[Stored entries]
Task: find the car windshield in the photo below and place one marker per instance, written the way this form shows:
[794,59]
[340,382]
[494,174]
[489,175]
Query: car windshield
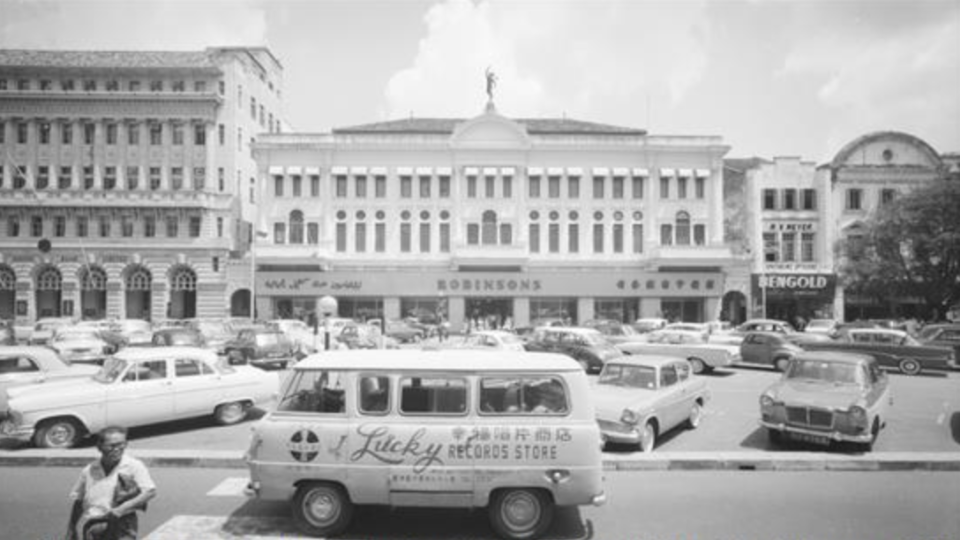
[111,369]
[628,376]
[824,371]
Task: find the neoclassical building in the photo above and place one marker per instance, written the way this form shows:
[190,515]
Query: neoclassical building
[125,178]
[491,217]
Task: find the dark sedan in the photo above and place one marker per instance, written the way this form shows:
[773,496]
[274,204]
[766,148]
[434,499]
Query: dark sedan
[892,348]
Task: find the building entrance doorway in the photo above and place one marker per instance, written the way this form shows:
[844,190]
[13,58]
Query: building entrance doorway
[489,313]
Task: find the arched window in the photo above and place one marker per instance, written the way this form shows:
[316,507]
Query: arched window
[489,234]
[296,227]
[683,228]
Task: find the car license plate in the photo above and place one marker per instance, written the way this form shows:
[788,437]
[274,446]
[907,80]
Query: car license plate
[814,439]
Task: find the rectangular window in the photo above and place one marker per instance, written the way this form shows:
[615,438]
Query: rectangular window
[573,238]
[173,227]
[380,237]
[109,178]
[149,226]
[472,187]
[360,237]
[789,199]
[854,199]
[769,199]
[618,238]
[534,187]
[553,187]
[65,179]
[444,238]
[598,182]
[806,247]
[617,187]
[380,187]
[424,238]
[405,240]
[425,187]
[598,238]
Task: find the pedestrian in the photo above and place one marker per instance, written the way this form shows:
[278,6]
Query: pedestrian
[109,492]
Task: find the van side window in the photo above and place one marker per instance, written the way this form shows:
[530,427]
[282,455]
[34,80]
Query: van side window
[374,394]
[314,391]
[522,395]
[419,395]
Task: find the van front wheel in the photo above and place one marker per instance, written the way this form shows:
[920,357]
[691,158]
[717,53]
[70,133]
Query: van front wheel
[520,514]
[322,509]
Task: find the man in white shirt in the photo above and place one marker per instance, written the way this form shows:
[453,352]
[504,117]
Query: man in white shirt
[110,491]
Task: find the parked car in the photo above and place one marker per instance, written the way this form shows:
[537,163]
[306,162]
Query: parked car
[44,329]
[691,346]
[585,345]
[769,349]
[77,344]
[22,364]
[403,332]
[135,387]
[892,348]
[827,396]
[262,347]
[640,398]
[177,336]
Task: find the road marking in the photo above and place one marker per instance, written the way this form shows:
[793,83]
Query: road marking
[231,487]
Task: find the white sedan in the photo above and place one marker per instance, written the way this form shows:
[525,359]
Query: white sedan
[137,386]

Work required: Copy out, without any changes, the part of the records that opens with the line containing "Task: find the man" and runs through the end of the records.

Response to the task:
Task: find the man in white shirt in the photo above and place one marker per instance, written the way this form shows:
[453,352]
[504,117]
Query: man in white shirt
[110,491]
Task: find the parked car in the photo above and place one marker per instance, written the way this form shows:
[537,163]
[306,162]
Query: parked car
[44,329]
[691,346]
[585,345]
[769,349]
[77,344]
[22,364]
[403,332]
[135,387]
[892,348]
[827,396]
[262,347]
[640,398]
[177,336]
Task: find the road marking in the photo above and place one marker per instance, written the way this form shows:
[793,83]
Query: road marking
[231,487]
Task: find the white sedan in the photo above and place one marker per instance, written the way this form shows:
[525,359]
Query: white sedan
[137,386]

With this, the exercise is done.